§ **What you will do**
Reproduce word for word the lines of the records below, beginning with the line that contains "Where can you spot the green" and continuing through the end of the records.

## start

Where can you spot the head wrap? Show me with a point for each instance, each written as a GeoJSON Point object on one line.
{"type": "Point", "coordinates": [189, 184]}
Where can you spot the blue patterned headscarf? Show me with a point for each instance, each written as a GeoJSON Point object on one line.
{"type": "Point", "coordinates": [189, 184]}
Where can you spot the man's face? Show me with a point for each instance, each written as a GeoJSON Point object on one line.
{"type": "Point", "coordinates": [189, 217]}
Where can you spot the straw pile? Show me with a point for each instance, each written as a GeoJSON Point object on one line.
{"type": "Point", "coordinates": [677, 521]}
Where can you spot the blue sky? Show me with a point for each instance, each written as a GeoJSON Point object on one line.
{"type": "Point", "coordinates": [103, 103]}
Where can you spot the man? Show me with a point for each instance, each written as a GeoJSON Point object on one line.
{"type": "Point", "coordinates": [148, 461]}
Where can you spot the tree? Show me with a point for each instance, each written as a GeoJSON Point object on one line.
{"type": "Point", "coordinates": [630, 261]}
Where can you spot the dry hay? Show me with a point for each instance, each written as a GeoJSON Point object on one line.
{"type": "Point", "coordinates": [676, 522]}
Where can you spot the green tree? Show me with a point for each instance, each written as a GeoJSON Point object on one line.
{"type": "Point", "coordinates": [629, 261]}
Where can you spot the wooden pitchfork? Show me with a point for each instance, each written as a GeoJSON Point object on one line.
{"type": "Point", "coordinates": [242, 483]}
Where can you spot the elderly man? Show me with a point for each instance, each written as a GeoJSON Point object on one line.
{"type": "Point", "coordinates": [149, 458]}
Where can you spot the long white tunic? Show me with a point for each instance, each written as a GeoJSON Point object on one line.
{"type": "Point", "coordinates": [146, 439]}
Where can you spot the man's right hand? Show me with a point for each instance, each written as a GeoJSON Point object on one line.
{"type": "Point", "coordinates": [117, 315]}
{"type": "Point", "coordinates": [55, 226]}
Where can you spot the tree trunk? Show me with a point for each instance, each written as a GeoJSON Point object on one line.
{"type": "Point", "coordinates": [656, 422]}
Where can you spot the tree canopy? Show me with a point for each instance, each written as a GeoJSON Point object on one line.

## end

§ **Correct output**
Where can you spot the green tree? Show me with a point for each instance, each written as a GeoJSON Point object on one line.
{"type": "Point", "coordinates": [629, 261]}
Where can you spot the wooden pitchfork? Show me with a point for each instance, each written as a GeoJSON Point object on one line.
{"type": "Point", "coordinates": [242, 483]}
Where can you spot the elderly man? Show me with a point for each instance, each written as a GeoJSON Point object on one line.
{"type": "Point", "coordinates": [149, 458]}
Where can you spot the long white tunic? Show me with a point for each instance, each written as a GeoJSON Point object on one line.
{"type": "Point", "coordinates": [146, 439]}
Where can you spot the man's right hand? Show me with a point for each instance, each written as a GeoJSON Point object on one line.
{"type": "Point", "coordinates": [117, 315]}
{"type": "Point", "coordinates": [55, 226]}
Where can you spot the tree trunk? Show me with a point for each instance, each written as a GeoJSON Point object on one line.
{"type": "Point", "coordinates": [656, 422]}
Where can you spot the tree canopy? Show me with a point for each instance, each written as a GeoJSON Point object on one line.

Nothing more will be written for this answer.